* Description of the task: Please pull out every line of the entries below that contains the word "white". Case counts.

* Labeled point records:
──────────────────────────────

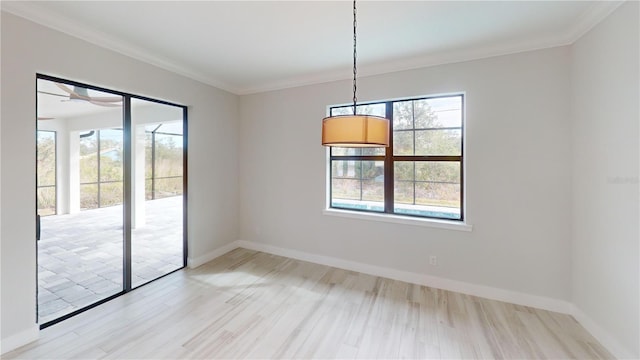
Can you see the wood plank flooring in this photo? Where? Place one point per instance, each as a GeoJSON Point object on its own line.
{"type": "Point", "coordinates": [248, 304]}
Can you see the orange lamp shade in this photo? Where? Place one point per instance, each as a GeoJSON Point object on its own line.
{"type": "Point", "coordinates": [355, 131]}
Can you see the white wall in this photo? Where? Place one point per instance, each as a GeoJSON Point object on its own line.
{"type": "Point", "coordinates": [518, 175]}
{"type": "Point", "coordinates": [605, 78]}
{"type": "Point", "coordinates": [28, 48]}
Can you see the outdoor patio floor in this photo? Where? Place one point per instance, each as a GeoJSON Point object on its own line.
{"type": "Point", "coordinates": [80, 256]}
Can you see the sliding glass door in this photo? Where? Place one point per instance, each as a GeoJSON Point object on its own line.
{"type": "Point", "coordinates": [79, 198]}
{"type": "Point", "coordinates": [157, 192]}
{"type": "Point", "coordinates": [111, 175]}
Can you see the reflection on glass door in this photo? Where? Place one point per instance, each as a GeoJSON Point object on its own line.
{"type": "Point", "coordinates": [157, 236]}
{"type": "Point", "coordinates": [80, 198]}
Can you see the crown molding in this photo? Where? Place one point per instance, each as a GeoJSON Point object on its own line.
{"type": "Point", "coordinates": [442, 58]}
{"type": "Point", "coordinates": [590, 18]}
{"type": "Point", "coordinates": [34, 13]}
{"type": "Point", "coordinates": [597, 12]}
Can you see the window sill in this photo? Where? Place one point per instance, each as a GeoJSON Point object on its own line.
{"type": "Point", "coordinates": [399, 219]}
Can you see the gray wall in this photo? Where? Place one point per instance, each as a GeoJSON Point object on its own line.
{"type": "Point", "coordinates": [517, 172]}
{"type": "Point", "coordinates": [606, 114]}
{"type": "Point", "coordinates": [28, 48]}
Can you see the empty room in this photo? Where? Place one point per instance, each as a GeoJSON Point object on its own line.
{"type": "Point", "coordinates": [320, 179]}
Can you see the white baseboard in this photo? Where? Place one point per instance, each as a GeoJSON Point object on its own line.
{"type": "Point", "coordinates": [488, 292]}
{"type": "Point", "coordinates": [195, 262]}
{"type": "Point", "coordinates": [608, 341]}
{"type": "Point", "coordinates": [22, 338]}
{"type": "Point", "coordinates": [514, 297]}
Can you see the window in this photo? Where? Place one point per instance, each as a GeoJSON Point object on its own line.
{"type": "Point", "coordinates": [101, 168]}
{"type": "Point", "coordinates": [419, 174]}
{"type": "Point", "coordinates": [46, 168]}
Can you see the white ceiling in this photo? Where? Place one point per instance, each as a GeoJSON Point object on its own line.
{"type": "Point", "coordinates": [252, 46]}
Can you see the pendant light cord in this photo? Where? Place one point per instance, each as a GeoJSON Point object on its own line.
{"type": "Point", "coordinates": [355, 71]}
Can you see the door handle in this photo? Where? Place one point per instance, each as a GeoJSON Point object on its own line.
{"type": "Point", "coordinates": [37, 227]}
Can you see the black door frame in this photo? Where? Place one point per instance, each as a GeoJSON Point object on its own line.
{"type": "Point", "coordinates": [127, 182]}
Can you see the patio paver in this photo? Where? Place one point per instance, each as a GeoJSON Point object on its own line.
{"type": "Point", "coordinates": [80, 256]}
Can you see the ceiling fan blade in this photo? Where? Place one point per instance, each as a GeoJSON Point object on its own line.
{"type": "Point", "coordinates": [66, 89]}
{"type": "Point", "coordinates": [106, 98]}
{"type": "Point", "coordinates": [103, 103]}
{"type": "Point", "coordinates": [53, 94]}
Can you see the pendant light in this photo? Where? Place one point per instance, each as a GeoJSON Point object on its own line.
{"type": "Point", "coordinates": [355, 130]}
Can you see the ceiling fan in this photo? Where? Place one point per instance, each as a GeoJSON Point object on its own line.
{"type": "Point", "coordinates": [79, 93]}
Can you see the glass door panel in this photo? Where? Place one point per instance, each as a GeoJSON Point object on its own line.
{"type": "Point", "coordinates": [80, 198]}
{"type": "Point", "coordinates": [157, 235]}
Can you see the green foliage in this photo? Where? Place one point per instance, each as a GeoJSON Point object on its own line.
{"type": "Point", "coordinates": [418, 131]}
{"type": "Point", "coordinates": [46, 167]}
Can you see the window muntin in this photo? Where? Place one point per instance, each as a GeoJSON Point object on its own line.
{"type": "Point", "coordinates": [46, 168]}
{"type": "Point", "coordinates": [419, 174]}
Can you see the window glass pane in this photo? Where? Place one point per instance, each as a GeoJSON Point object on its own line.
{"type": "Point", "coordinates": [167, 187]}
{"type": "Point", "coordinates": [403, 115]}
{"type": "Point", "coordinates": [438, 112]}
{"type": "Point", "coordinates": [46, 158]}
{"type": "Point", "coordinates": [357, 185]}
{"type": "Point", "coordinates": [427, 188]}
{"type": "Point", "coordinates": [88, 196]}
{"type": "Point", "coordinates": [168, 155]}
{"type": "Point", "coordinates": [88, 157]}
{"type": "Point", "coordinates": [438, 142]}
{"type": "Point", "coordinates": [111, 193]}
{"type": "Point", "coordinates": [403, 143]}
{"type": "Point", "coordinates": [46, 200]}
{"type": "Point", "coordinates": [111, 152]}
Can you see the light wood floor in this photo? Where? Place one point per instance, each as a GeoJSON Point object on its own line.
{"type": "Point", "coordinates": [248, 304]}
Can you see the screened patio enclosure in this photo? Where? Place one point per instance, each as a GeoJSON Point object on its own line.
{"type": "Point", "coordinates": [111, 180]}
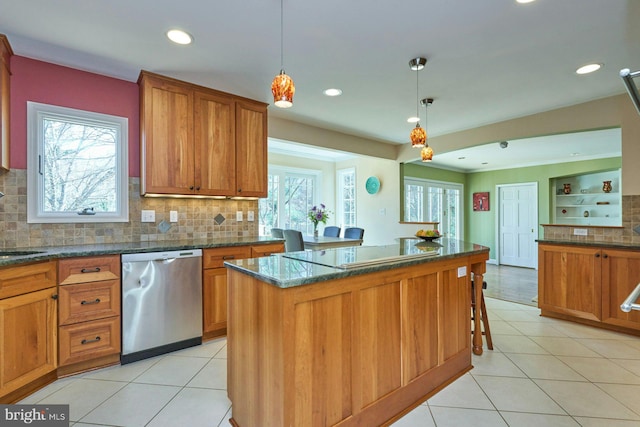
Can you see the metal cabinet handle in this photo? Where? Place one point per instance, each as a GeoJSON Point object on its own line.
{"type": "Point", "coordinates": [96, 339]}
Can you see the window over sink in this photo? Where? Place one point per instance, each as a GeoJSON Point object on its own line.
{"type": "Point", "coordinates": [77, 165]}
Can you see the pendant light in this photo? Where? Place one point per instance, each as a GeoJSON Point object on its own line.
{"type": "Point", "coordinates": [426, 154]}
{"type": "Point", "coordinates": [282, 86]}
{"type": "Point", "coordinates": [418, 135]}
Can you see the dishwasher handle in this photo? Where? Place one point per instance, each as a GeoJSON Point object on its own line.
{"type": "Point", "coordinates": [629, 303]}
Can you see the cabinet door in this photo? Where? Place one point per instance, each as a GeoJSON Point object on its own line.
{"type": "Point", "coordinates": [5, 54]}
{"type": "Point", "coordinates": [27, 338]}
{"type": "Point", "coordinates": [214, 296]}
{"type": "Point", "coordinates": [166, 143]}
{"type": "Point", "coordinates": [569, 280]}
{"type": "Point", "coordinates": [620, 276]}
{"type": "Point", "coordinates": [251, 149]}
{"type": "Point", "coordinates": [215, 144]}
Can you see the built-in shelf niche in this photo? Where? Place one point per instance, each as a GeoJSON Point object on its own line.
{"type": "Point", "coordinates": [587, 203]}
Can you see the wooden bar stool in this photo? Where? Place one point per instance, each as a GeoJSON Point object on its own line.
{"type": "Point", "coordinates": [483, 313]}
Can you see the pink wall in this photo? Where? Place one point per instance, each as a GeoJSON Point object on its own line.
{"type": "Point", "coordinates": [38, 81]}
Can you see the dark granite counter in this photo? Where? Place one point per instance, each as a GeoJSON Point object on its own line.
{"type": "Point", "coordinates": [51, 252]}
{"type": "Point", "coordinates": [306, 267]}
{"type": "Point", "coordinates": [608, 245]}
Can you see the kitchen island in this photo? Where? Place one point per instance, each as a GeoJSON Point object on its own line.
{"type": "Point", "coordinates": [349, 336]}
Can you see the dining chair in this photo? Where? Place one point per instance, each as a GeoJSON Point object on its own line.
{"type": "Point", "coordinates": [293, 241]}
{"type": "Point", "coordinates": [353, 233]}
{"type": "Point", "coordinates": [332, 231]}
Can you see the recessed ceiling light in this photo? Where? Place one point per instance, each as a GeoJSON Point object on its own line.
{"type": "Point", "coordinates": [332, 92]}
{"type": "Point", "coordinates": [179, 37]}
{"type": "Point", "coordinates": [589, 68]}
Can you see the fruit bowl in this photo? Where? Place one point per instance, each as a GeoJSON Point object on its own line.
{"type": "Point", "coordinates": [428, 238]}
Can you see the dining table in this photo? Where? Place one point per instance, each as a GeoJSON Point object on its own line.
{"type": "Point", "coordinates": [326, 242]}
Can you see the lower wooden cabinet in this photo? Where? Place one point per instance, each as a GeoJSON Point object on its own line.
{"type": "Point", "coordinates": [588, 284]}
{"type": "Point", "coordinates": [28, 325]}
{"type": "Point", "coordinates": [214, 282]}
{"type": "Point", "coordinates": [89, 313]}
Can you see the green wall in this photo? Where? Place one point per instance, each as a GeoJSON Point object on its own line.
{"type": "Point", "coordinates": [480, 227]}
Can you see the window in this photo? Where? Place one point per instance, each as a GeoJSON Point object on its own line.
{"type": "Point", "coordinates": [346, 188]}
{"type": "Point", "coordinates": [291, 193]}
{"type": "Point", "coordinates": [77, 166]}
{"type": "Point", "coordinates": [434, 201]}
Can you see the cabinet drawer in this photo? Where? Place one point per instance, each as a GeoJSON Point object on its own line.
{"type": "Point", "coordinates": [89, 301]}
{"type": "Point", "coordinates": [88, 269]}
{"type": "Point", "coordinates": [89, 340]}
{"type": "Point", "coordinates": [22, 279]}
{"type": "Point", "coordinates": [266, 250]}
{"type": "Point", "coordinates": [215, 257]}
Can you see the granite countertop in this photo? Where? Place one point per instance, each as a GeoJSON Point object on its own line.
{"type": "Point", "coordinates": [45, 253]}
{"type": "Point", "coordinates": [292, 269]}
{"type": "Point", "coordinates": [610, 245]}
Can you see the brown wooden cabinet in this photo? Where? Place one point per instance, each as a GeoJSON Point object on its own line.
{"type": "Point", "coordinates": [588, 284]}
{"type": "Point", "coordinates": [27, 329]}
{"type": "Point", "coordinates": [89, 313]}
{"type": "Point", "coordinates": [199, 141]}
{"type": "Point", "coordinates": [569, 280]}
{"type": "Point", "coordinates": [5, 74]}
{"type": "Point", "coordinates": [214, 283]}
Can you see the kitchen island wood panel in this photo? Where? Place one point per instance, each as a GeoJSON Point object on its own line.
{"type": "Point", "coordinates": [358, 350]}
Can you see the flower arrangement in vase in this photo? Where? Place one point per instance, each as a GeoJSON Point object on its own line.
{"type": "Point", "coordinates": [318, 214]}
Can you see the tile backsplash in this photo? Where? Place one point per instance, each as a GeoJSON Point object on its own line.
{"type": "Point", "coordinates": [197, 219]}
{"type": "Point", "coordinates": [628, 234]}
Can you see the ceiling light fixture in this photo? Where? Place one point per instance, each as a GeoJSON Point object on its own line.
{"type": "Point", "coordinates": [179, 37]}
{"type": "Point", "coordinates": [282, 86]}
{"type": "Point", "coordinates": [426, 154]}
{"type": "Point", "coordinates": [418, 135]}
{"type": "Point", "coordinates": [589, 68]}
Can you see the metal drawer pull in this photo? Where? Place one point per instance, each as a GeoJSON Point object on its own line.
{"type": "Point", "coordinates": [96, 339]}
{"type": "Point", "coordinates": [629, 303]}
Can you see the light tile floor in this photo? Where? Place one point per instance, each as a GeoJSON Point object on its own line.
{"type": "Point", "coordinates": [542, 372]}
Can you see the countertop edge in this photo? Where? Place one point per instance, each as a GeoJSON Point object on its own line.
{"type": "Point", "coordinates": [60, 252]}
{"type": "Point", "coordinates": [338, 273]}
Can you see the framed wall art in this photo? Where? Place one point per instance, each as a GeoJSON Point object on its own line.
{"type": "Point", "coordinates": [481, 201]}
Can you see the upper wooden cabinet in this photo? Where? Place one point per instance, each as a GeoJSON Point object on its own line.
{"type": "Point", "coordinates": [199, 141]}
{"type": "Point", "coordinates": [5, 73]}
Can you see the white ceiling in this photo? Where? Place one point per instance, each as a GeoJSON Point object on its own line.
{"type": "Point", "coordinates": [488, 60]}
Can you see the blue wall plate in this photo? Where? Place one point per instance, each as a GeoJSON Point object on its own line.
{"type": "Point", "coordinates": [372, 185]}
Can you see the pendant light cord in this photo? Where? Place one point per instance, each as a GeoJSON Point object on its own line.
{"type": "Point", "coordinates": [282, 35]}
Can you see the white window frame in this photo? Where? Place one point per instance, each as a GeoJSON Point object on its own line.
{"type": "Point", "coordinates": [282, 172]}
{"type": "Point", "coordinates": [340, 214]}
{"type": "Point", "coordinates": [426, 183]}
{"type": "Point", "coordinates": [35, 181]}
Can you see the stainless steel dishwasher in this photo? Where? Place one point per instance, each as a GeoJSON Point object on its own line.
{"type": "Point", "coordinates": [161, 303]}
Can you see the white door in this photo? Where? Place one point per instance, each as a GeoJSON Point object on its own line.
{"type": "Point", "coordinates": [518, 224]}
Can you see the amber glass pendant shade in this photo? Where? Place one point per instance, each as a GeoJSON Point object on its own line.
{"type": "Point", "coordinates": [283, 90]}
{"type": "Point", "coordinates": [418, 136]}
{"type": "Point", "coordinates": [426, 154]}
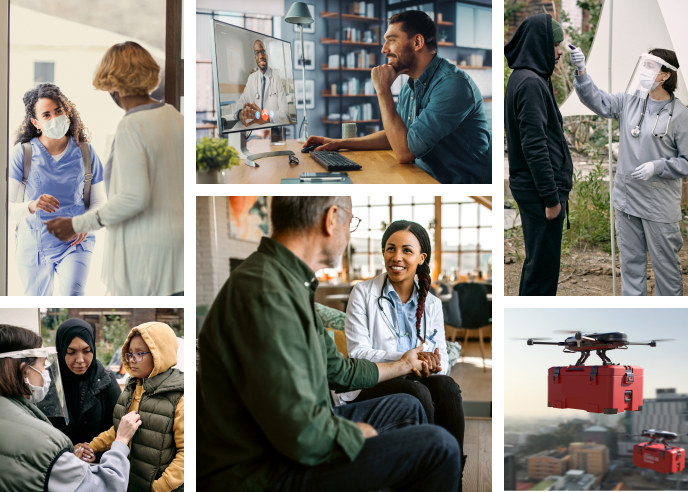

──────────────────────────────

* Result of the task:
Can you see the white wall in this photo? Where? Place one point per instance, each as a GeoJSON Point object on its own line.
Can you see the white baseboard in this photo? Where? Place one point per instance, each as a GeoJSON Point object on its own line.
Can you see the white ceiling in this photo? Where? Place one point per instance, each as a GeoJSON Point object on its own line.
Can you see the white ceiling in this photo? Where? Place one point per instance, each as a GeoJSON Point object on its own line.
Can you see the white window frame in this photo? Where? Place one point per instance, each as a GeoJSON Point object on its own line.
Can you see the white door in this photo? Where? Place one point per instance, each as a GeoJSON Point object on its own line.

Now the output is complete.